» **What the task asks**
Quote every line below exactly as it reads.

◆ ◆ ◆ ◆ ◆ ◆ ◆

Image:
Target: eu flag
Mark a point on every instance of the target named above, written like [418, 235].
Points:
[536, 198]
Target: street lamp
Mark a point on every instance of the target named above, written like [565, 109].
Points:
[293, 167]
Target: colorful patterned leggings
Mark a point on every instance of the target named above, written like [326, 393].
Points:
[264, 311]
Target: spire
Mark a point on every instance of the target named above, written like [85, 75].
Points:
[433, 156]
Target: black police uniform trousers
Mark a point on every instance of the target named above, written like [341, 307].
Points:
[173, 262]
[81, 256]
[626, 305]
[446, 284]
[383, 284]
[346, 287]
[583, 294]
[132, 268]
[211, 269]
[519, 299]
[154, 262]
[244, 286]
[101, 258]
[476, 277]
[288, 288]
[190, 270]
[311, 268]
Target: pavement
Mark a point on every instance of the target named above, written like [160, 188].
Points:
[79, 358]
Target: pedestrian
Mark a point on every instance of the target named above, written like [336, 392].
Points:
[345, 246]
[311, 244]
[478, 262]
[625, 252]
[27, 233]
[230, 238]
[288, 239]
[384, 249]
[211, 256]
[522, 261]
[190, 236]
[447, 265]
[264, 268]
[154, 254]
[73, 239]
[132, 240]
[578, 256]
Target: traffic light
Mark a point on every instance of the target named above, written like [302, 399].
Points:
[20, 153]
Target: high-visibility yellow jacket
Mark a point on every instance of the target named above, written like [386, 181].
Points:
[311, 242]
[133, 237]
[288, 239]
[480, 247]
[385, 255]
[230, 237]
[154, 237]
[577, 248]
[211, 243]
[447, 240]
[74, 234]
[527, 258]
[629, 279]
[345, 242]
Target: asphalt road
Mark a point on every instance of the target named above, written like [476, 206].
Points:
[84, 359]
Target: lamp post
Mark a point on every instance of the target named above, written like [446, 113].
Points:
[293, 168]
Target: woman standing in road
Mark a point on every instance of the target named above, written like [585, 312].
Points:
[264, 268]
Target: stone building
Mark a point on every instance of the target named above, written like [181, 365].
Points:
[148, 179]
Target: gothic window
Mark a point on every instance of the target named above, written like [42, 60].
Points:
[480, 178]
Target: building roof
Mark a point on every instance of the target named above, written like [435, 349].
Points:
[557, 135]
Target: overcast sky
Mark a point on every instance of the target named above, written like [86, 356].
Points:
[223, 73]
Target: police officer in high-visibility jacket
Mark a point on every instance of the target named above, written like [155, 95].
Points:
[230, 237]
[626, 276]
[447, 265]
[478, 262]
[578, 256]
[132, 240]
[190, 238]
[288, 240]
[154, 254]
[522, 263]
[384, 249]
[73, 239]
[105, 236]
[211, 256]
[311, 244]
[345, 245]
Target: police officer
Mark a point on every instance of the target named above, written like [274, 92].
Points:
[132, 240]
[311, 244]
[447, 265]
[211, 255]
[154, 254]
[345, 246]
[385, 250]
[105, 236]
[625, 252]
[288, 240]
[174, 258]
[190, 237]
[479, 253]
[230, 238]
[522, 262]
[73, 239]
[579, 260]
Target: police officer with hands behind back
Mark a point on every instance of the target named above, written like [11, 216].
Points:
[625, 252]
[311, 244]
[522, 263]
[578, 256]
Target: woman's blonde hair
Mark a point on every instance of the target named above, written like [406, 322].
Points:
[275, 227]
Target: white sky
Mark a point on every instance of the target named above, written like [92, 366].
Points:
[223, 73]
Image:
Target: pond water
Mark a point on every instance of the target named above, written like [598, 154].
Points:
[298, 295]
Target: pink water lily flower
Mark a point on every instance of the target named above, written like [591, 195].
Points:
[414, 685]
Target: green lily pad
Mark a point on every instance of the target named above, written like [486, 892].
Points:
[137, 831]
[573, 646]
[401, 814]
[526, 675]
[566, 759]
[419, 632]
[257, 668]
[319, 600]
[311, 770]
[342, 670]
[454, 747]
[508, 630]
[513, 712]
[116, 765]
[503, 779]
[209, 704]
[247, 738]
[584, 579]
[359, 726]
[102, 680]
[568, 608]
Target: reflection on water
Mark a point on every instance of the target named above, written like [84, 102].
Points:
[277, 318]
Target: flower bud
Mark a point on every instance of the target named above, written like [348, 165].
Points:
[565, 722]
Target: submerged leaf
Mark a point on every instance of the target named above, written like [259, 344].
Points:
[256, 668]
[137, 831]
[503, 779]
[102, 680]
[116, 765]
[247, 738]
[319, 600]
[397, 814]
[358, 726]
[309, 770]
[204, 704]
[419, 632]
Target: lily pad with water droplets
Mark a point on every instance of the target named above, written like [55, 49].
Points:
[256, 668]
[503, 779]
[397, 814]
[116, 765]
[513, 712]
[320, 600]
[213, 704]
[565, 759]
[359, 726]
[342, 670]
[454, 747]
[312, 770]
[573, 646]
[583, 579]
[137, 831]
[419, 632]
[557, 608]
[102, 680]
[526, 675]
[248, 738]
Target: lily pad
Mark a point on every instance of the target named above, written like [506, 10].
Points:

◆ ◆ ◆ ◆ ◆ ◆ ◆

» **Full response**
Image:
Target: eu flag
Mark a point on every instance of the target named above, written like [418, 235].
Points:
[536, 198]
Target: street lamp
Mark a point on every instance of the target named above, written like [565, 109].
Points:
[293, 167]
Target: colorful patterned leggings
Mark a point on every instance of the target named above, written like [326, 393].
Points:
[264, 311]
Target: spire
Mark a point on every instance of the target named above, written like [85, 75].
Points:
[433, 156]
Target: black police uniform trousers
Mark a point on every instance of the target named above, written like [341, 307].
Points:
[173, 262]
[81, 256]
[626, 305]
[446, 284]
[383, 284]
[346, 287]
[583, 294]
[132, 268]
[211, 269]
[519, 299]
[154, 262]
[244, 286]
[101, 258]
[476, 277]
[288, 288]
[190, 270]
[311, 268]
Target: pavement
Mark a point on every instance of the target named above, written like [160, 188].
Points:
[79, 358]
Target: pedestrian
Mark a point on every instance of the target named above, written like [336, 392].
Points:
[345, 246]
[311, 244]
[478, 262]
[625, 252]
[27, 233]
[230, 238]
[288, 239]
[384, 249]
[211, 256]
[522, 261]
[190, 236]
[447, 265]
[264, 268]
[154, 254]
[73, 239]
[132, 240]
[578, 256]
Target: traffic light
Mark a point on every instance of the target named above, written like [302, 399].
Points:
[20, 153]
Target: high-visibility yellow jacket
Mark a point on every instance of the target named above, written like [386, 181].
Points:
[311, 242]
[133, 237]
[288, 239]
[480, 247]
[385, 255]
[230, 237]
[154, 237]
[577, 248]
[211, 243]
[447, 240]
[74, 234]
[527, 258]
[629, 279]
[345, 242]
Target: asphalt road
Mark a point on every instance of the target named above, written like [476, 206].
Points:
[84, 359]
Target: lamp post
Mark a point on every instance of the target named above, written like [446, 113].
Points:
[293, 168]
Target: woman standing in road
Mark a point on every instance of the target named above, written like [585, 312].
Points:
[264, 268]
Target: stone building
Mark a point on every instance of the target named above, written like [181, 365].
Points:
[148, 179]
Target: gothic window
Mark a point on every instance of the target named above, written like [42, 60].
Points:
[480, 178]
Target: building roof
Mark a point on every instance of the target named above, written like [435, 349].
Points:
[557, 135]
Target: overcast sky
Mark a point on every instance of the target named above, written like [86, 356].
Points:
[223, 73]
Target: police officer in high-visibility jacket
Mark a point on every instance of the target named above, written like [155, 95].
Points:
[230, 237]
[626, 276]
[447, 265]
[478, 262]
[578, 256]
[132, 240]
[190, 238]
[288, 240]
[154, 254]
[522, 263]
[384, 249]
[73, 239]
[105, 236]
[211, 256]
[311, 244]
[345, 245]
Target: police officer
Mark a point on every instance of the target named above, written like [274, 92].
Points:
[132, 240]
[311, 244]
[447, 265]
[211, 255]
[154, 254]
[345, 246]
[385, 250]
[105, 236]
[625, 252]
[288, 240]
[174, 258]
[190, 237]
[479, 253]
[230, 238]
[522, 262]
[73, 239]
[579, 260]
Target: police officer with hands behind back
Mark a point on every instance of the target named above, written like [11, 216].
Points:
[625, 252]
[311, 244]
[522, 263]
[578, 256]
Target: woman's blonde hair
Mark a point on every instance of the target named above, written like [406, 322].
Points:
[275, 227]
Target: white sky
Mark a point on every instance of the target named above, written like [92, 366].
Points:
[223, 73]
Image:
Target: pond water
Mark a point on every instance of the target named above, written like [598, 154].
Points:
[298, 295]
Target: pink water lily flower
Mark a point on every instance of the target named above, written like [591, 195].
Points:
[414, 685]
Target: green lily pad
Mark a point on every instance of the target named above, written like [486, 892].
Points:
[137, 831]
[573, 646]
[401, 814]
[526, 675]
[566, 759]
[419, 632]
[257, 668]
[319, 600]
[311, 770]
[342, 670]
[454, 747]
[508, 630]
[513, 712]
[116, 765]
[503, 779]
[209, 704]
[247, 738]
[584, 579]
[359, 726]
[102, 680]
[568, 608]
Target: reflection on water
Mark a point on every instance of the target named above, written like [84, 102].
Points:
[277, 318]
Target: flower bud
Mark a point on every instance of the target named above, written like [348, 165].
Points:
[565, 722]
Target: submerged leaf
Mark a point on every instance of the target named above, written like [259, 344].
Points:
[256, 668]
[137, 831]
[503, 779]
[102, 680]
[116, 765]
[247, 738]
[319, 600]
[397, 814]
[358, 726]
[309, 770]
[204, 704]
[419, 632]
Target: lily pad with water droplets
Mark a point on every instance of the target named above, written like [55, 49].
Points:
[256, 668]
[503, 779]
[397, 814]
[116, 765]
[513, 712]
[320, 600]
[213, 704]
[565, 759]
[359, 726]
[342, 670]
[454, 747]
[312, 770]
[573, 646]
[583, 579]
[137, 831]
[419, 632]
[557, 608]
[102, 680]
[526, 675]
[248, 738]
Target: lily pad
Mark a point on every instance of the target named above, written like [506, 10].
Points:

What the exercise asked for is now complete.